▸ **QUESTIONS TO ANSWER**:
A: According to the sourdough research article below, how much money does the Alberta Wheat Commission put toward the project?
B: Write a continuation of the sourdough research article below, picking up after its final sentence.

A trio of wheat commissions, including a cross border entity, is throwing some dough into wheat research.
- by Dori Modney, Lethbridge News with files from the Alberta Wheat Commission 1
The Alberta Wheat Commission (AWC), Saskatchewan Wheat Development Commission (Sask Wheat) and the Minnesota Wheat Research and Promotional Council (MWRPC) are collaborating on cross-border research into sourdough bread.
Funding for the three-year project includes $70,000 from AWC, $57,250 from Sask Wheat and $20,000 from MWRPC for a total of $147,250.
The research is aimed at determining whether the process used to produce sourdough bread could lead to a more easily digested food option for individuals who are sensitive to wheat.
Dr. Michael Gänzle, a food microbiologist at the University of Alberta, leads the project. The research will look at the sourdough bread fermentation process that breaks down proteins and carbohydrates in wheat flour, which are known to cause wheat sensitivity.
According to a news release, Gänzle’s project is looking to better understand whether the fermentation process is sufficient in reducing adverse effects and defining best-practices so the resulting bread can be more easily digested by wheat sensitive individuals.

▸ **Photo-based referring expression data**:
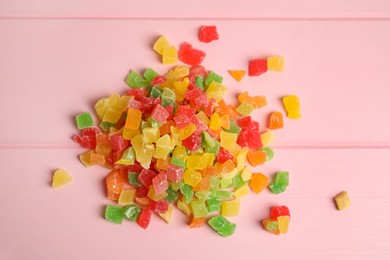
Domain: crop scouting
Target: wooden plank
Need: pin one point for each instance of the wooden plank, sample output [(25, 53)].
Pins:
[(38, 221), (196, 9), (55, 69)]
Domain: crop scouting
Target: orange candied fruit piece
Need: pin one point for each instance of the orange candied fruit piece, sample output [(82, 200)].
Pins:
[(256, 157), (275, 120), (258, 182)]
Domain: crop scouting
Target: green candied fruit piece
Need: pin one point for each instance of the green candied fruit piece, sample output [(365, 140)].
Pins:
[(281, 179), (270, 153), (150, 74), (84, 120), (199, 82), (199, 208), (134, 80), (132, 212), (272, 226), (213, 204), (227, 230), (226, 183), (176, 186), (215, 181), (178, 162), (237, 181), (221, 194), (105, 125), (172, 195), (133, 179), (155, 91), (276, 189), (233, 128), (212, 76), (187, 192), (114, 214), (222, 226)]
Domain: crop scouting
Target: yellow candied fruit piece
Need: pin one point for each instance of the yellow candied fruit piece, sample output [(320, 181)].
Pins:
[(241, 191), (85, 158), (167, 216), (60, 178), (275, 63), (156, 197), (169, 55), (215, 122), (129, 134), (186, 131), (342, 200), (230, 208), (246, 174), (151, 135), (192, 177), (161, 43), (241, 158), (267, 138), (126, 197), (228, 140), (216, 91), (183, 207)]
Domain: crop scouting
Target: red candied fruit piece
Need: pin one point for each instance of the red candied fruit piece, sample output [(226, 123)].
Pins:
[(160, 206), (146, 177), (181, 120), (193, 142), (224, 155), (160, 183), (246, 123), (136, 167), (138, 93), (187, 111), (144, 218), (257, 67), (189, 55), (194, 93), (87, 138), (208, 33), (158, 80), (250, 139), (118, 143), (142, 192), (279, 211)]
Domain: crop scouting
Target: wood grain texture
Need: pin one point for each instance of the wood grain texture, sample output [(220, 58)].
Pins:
[(196, 9), (38, 221)]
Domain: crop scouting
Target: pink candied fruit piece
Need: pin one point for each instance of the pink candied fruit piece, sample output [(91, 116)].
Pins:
[(257, 67), (159, 114), (193, 142), (223, 156), (246, 123), (189, 55), (181, 121), (118, 143), (208, 33), (160, 206), (174, 173), (160, 183)]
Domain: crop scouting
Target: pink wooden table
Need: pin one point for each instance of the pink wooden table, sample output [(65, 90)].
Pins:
[(58, 58)]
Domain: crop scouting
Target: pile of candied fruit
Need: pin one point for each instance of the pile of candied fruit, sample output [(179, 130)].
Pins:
[(172, 143)]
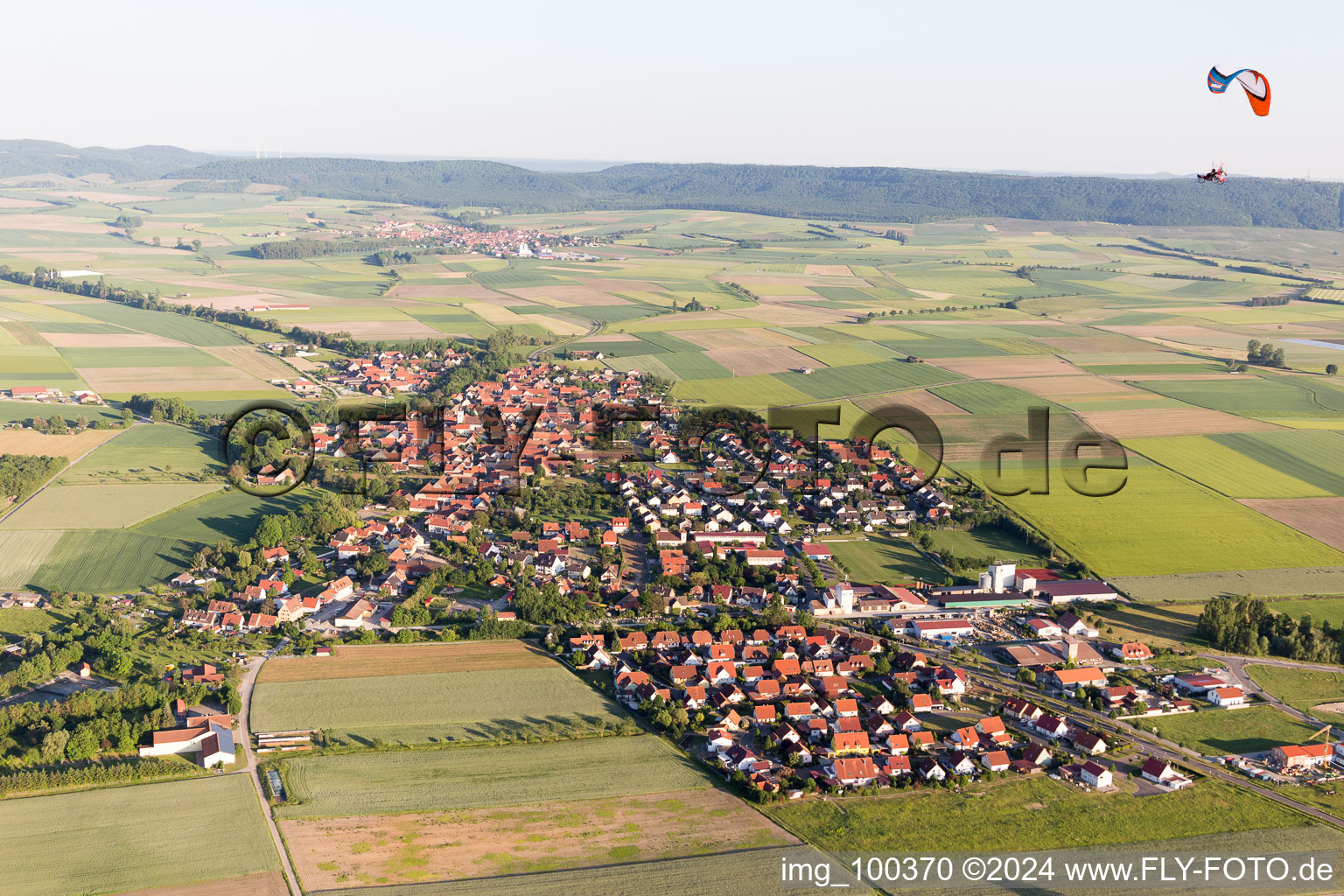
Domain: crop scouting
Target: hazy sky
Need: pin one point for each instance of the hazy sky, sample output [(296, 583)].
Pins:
[(1045, 87)]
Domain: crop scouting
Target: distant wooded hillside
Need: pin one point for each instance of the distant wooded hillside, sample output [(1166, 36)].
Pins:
[(794, 191), (797, 191)]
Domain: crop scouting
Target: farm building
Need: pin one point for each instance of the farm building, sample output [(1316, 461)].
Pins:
[(941, 629), (1300, 757)]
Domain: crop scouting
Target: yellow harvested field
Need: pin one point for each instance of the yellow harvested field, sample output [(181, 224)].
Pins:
[(1323, 519), (486, 843), (1176, 421), (734, 339), (363, 662), (745, 361), (70, 444)]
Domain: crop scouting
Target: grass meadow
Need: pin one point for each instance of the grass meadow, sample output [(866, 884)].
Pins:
[(109, 560), (1215, 732), (1160, 522), (886, 560), (371, 783), (431, 707), (1057, 815), (122, 838), (1304, 690)]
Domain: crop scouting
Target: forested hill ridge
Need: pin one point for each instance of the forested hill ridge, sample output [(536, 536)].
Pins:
[(800, 191), (27, 158), (794, 191)]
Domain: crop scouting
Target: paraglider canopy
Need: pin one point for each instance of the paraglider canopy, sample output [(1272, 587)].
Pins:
[(1214, 176), (1253, 82)]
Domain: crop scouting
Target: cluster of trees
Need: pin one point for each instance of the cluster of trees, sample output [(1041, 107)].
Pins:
[(171, 410), (57, 424), (1264, 301), (802, 191), (390, 256), (320, 248), (1264, 354), (22, 473), (1249, 626)]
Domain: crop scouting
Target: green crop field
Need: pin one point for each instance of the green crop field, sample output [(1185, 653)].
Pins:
[(438, 707), (1160, 522), (228, 514), (1201, 586), (122, 837), (942, 348), (742, 391), (1311, 456), (109, 560), (159, 356), (987, 542), (843, 354), (437, 780), (102, 507), (178, 326), (990, 398), (22, 554), (1306, 690), (1215, 732), (1222, 468), (694, 366), (17, 622), (741, 873), (1058, 816), (886, 560), (1246, 396), (864, 379)]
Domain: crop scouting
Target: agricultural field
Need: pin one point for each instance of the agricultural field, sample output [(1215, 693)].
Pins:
[(148, 453), (22, 554), (1060, 817), (886, 560), (1161, 522), (355, 662), (1222, 468), (104, 507), (378, 783), (504, 693), (1218, 732), (122, 838), (745, 873), (523, 840), (15, 622), (1316, 692), (1201, 586), (987, 542), (107, 560)]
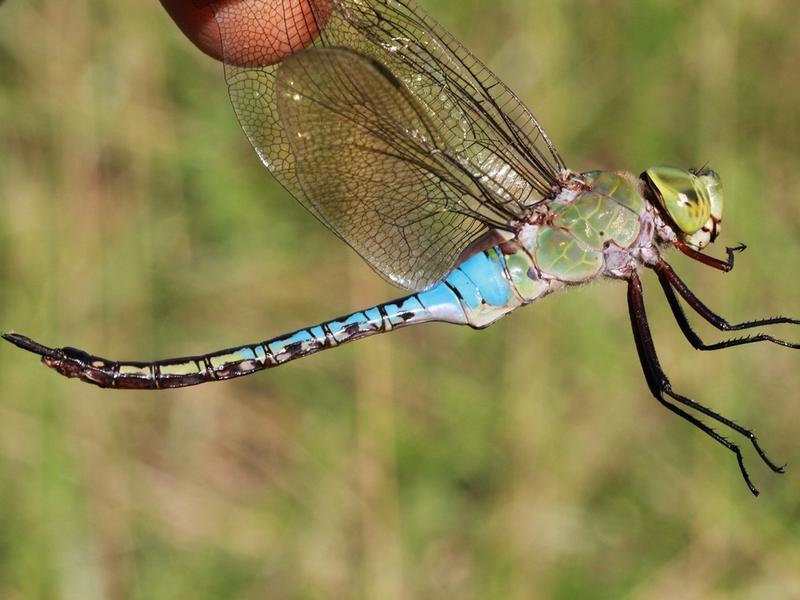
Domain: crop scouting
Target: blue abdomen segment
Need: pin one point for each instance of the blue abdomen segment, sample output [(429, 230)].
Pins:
[(481, 286)]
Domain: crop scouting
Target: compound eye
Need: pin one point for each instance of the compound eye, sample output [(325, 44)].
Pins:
[(682, 195)]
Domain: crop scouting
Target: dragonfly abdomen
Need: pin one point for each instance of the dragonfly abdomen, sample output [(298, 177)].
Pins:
[(481, 290)]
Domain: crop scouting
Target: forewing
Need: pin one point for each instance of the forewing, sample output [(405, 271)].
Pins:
[(366, 157), (486, 161)]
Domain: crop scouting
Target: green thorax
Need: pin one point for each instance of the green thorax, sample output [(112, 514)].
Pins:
[(570, 243)]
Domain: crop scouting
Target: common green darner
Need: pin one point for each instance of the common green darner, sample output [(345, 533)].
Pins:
[(408, 148)]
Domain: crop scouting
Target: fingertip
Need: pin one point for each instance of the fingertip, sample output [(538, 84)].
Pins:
[(197, 23), (249, 34)]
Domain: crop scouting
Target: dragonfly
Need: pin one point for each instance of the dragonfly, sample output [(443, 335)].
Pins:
[(390, 132)]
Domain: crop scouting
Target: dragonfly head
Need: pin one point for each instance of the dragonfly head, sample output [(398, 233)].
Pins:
[(690, 199)]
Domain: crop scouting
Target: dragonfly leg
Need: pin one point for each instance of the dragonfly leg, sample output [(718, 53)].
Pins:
[(661, 388), (671, 283), (722, 265)]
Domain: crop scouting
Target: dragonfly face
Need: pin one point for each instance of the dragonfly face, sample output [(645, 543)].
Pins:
[(692, 201)]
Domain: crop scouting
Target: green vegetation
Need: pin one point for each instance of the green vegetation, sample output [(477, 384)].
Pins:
[(524, 461)]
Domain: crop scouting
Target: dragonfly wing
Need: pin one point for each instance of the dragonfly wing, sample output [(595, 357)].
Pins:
[(413, 204), (368, 160)]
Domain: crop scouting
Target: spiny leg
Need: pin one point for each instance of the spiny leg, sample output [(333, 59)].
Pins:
[(660, 385), (722, 265), (670, 283)]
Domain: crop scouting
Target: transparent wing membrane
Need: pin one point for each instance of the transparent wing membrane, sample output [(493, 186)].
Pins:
[(384, 126)]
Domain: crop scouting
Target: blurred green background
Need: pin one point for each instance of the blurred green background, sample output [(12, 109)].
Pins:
[(524, 461)]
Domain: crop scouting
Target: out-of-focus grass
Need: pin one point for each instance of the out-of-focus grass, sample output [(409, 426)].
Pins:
[(524, 461)]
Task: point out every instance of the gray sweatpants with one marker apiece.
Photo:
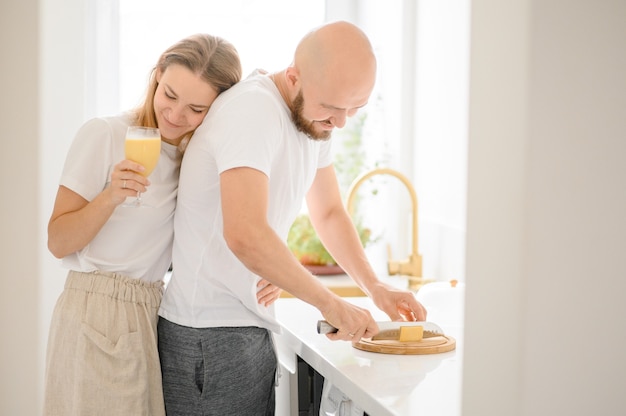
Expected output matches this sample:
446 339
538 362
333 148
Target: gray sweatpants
217 371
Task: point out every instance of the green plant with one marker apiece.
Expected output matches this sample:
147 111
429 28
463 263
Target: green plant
307 247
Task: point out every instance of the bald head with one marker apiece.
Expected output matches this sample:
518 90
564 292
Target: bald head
338 53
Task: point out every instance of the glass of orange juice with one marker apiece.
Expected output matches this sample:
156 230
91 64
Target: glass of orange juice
143 145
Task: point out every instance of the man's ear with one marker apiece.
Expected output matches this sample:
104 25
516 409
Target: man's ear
292 76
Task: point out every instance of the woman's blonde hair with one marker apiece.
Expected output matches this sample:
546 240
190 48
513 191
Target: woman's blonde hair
214 59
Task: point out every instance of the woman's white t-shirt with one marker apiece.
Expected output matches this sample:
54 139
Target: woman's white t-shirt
135 242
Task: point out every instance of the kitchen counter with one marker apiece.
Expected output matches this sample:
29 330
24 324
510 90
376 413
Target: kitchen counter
381 384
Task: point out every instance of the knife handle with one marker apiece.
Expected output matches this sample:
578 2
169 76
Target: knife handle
323 327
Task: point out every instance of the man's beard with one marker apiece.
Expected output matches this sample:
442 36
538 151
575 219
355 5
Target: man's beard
302 124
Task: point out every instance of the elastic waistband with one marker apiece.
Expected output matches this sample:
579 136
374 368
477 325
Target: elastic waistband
116 286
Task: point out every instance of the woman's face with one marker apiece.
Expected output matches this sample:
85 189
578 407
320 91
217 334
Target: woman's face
181 101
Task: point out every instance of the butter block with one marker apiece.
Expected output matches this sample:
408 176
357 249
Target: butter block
411 333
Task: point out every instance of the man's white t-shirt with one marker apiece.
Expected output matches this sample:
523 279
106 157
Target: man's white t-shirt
135 242
249 125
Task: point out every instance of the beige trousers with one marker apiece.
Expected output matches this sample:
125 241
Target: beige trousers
102 356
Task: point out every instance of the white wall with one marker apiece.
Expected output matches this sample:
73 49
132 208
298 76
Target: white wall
41 106
19 169
546 229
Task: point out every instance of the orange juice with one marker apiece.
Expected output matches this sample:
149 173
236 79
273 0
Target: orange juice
145 151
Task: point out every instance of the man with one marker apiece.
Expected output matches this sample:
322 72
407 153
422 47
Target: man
263 148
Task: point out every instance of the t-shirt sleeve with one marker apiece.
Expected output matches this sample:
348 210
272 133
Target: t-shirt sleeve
87 168
326 157
245 133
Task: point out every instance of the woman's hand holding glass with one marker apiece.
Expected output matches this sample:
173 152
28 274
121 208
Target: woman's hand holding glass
126 181
142 146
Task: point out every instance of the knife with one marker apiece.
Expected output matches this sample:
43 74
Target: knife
389 330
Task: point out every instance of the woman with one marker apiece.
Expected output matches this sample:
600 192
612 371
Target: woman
102 353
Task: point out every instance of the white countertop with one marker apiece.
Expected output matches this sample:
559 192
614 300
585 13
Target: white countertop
382 384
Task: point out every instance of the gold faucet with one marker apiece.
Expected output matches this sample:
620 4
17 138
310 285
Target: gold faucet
411 267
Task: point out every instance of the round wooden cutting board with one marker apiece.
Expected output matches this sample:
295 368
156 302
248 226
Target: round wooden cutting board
434 345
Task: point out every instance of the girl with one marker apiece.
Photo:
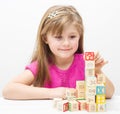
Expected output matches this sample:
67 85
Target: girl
57 61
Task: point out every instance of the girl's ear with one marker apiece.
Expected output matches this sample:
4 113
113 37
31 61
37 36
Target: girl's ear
45 40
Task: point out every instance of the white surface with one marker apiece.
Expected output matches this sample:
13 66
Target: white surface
19 20
46 106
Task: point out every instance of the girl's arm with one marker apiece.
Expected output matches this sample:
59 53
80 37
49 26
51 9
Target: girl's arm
99 63
21 88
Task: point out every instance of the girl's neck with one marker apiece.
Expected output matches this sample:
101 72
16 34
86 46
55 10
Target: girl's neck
64 63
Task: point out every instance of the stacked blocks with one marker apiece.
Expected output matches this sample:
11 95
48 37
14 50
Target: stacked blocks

▸ **RESULTS**:
A: $70,000

B:
There is already a lot of anecdotal evidence that sourdough bread is tolerated by consumers with non-celiac wheat or gluten-intolerance but science is needed to back up these claims.
While the researchers hope to create a more easily digestible product for gluten sensitive individuals, they realize recognized that science may not be able to eradicate wheat sensitivities. There still may a smaller portion of the population who will continue to suffer from celiac disease.
However, it’s hoped that the findings of the research will lead to products that more people can enjoy while creating new market opportunities for grain farmers. It’s also noted that sourdough used in industrial baking reduces ingredient cost and can improve the quality of bread.
The research is expected to be complete in 2021.